> [REQUIRED ACTION]: Reproduce, please, only the lines from the first line below to the line containing "Target: helmet", inclusive.

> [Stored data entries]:
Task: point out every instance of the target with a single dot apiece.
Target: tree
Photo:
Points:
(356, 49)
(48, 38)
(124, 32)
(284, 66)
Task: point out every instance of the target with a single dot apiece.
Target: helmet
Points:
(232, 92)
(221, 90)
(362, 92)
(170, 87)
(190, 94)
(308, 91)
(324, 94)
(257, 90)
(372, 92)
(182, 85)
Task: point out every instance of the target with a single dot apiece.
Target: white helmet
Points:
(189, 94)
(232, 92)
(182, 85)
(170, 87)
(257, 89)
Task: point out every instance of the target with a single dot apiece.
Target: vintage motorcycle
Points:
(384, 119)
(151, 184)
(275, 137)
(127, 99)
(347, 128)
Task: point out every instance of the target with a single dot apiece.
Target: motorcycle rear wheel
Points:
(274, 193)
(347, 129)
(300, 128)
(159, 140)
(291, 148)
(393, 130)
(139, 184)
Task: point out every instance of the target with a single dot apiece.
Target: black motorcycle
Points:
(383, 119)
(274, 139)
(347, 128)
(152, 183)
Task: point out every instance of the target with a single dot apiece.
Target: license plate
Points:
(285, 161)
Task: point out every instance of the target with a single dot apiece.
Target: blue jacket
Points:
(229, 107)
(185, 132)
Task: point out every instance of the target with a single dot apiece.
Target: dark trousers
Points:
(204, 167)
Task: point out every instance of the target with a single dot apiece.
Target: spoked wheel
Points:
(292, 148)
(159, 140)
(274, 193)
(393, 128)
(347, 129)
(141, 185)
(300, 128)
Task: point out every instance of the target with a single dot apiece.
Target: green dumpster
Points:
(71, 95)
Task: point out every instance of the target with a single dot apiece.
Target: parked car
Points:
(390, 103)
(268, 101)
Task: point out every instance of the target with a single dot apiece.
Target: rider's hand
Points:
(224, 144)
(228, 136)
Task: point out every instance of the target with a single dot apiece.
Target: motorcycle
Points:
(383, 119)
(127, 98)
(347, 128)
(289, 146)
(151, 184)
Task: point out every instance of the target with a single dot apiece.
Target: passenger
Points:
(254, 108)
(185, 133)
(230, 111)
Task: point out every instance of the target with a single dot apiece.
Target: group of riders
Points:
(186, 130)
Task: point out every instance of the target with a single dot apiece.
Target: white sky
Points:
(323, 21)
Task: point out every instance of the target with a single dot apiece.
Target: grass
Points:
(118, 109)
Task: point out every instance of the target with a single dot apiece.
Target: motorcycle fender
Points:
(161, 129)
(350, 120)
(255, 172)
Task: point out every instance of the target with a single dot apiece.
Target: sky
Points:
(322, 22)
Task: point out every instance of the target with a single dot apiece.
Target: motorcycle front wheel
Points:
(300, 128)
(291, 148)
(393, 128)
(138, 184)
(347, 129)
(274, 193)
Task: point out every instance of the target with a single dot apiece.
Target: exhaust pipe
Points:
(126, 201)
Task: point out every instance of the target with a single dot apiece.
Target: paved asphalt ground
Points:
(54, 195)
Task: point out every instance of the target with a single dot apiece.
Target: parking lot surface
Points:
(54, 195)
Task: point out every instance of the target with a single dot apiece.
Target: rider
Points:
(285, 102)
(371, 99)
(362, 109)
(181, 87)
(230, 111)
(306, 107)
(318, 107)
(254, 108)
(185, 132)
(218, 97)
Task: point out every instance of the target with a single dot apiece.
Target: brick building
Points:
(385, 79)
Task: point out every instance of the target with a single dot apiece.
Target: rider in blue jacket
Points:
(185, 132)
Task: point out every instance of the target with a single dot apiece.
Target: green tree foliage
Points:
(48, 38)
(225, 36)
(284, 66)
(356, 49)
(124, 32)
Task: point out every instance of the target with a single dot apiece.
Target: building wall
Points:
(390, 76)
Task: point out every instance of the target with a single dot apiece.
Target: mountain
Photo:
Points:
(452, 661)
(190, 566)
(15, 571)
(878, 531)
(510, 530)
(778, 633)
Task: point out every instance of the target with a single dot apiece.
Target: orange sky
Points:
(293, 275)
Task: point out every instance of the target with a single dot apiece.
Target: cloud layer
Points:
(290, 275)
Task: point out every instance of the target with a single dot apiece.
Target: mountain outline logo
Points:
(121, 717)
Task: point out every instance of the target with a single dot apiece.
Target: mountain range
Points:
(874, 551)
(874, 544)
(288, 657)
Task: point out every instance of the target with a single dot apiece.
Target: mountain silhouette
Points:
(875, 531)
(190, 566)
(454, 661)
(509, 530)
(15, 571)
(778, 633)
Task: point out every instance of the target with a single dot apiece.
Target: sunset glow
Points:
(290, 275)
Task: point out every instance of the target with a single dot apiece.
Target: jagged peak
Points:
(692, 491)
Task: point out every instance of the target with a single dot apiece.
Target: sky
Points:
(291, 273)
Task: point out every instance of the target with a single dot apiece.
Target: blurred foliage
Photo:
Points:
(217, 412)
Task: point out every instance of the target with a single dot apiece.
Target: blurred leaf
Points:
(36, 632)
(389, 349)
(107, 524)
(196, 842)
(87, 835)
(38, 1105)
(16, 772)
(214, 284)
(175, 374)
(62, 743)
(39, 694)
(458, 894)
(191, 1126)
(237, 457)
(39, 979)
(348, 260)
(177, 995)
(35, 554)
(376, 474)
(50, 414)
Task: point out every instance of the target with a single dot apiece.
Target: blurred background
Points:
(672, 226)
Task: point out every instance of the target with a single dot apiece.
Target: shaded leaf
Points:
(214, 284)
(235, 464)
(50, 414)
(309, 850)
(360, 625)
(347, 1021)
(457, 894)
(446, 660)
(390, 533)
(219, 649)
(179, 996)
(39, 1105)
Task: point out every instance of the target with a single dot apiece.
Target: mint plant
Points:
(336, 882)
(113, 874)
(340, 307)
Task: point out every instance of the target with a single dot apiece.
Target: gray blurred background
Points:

> [SOLUTION TO THIS TASK]:
Task: point out every instance of the target with a single dot apiece.
Target: tree
Photo:
Points:
(356, 49)
(48, 38)
(124, 32)
(284, 66)
Task: point out every instance of the target with a single dot apiece.
Target: helmet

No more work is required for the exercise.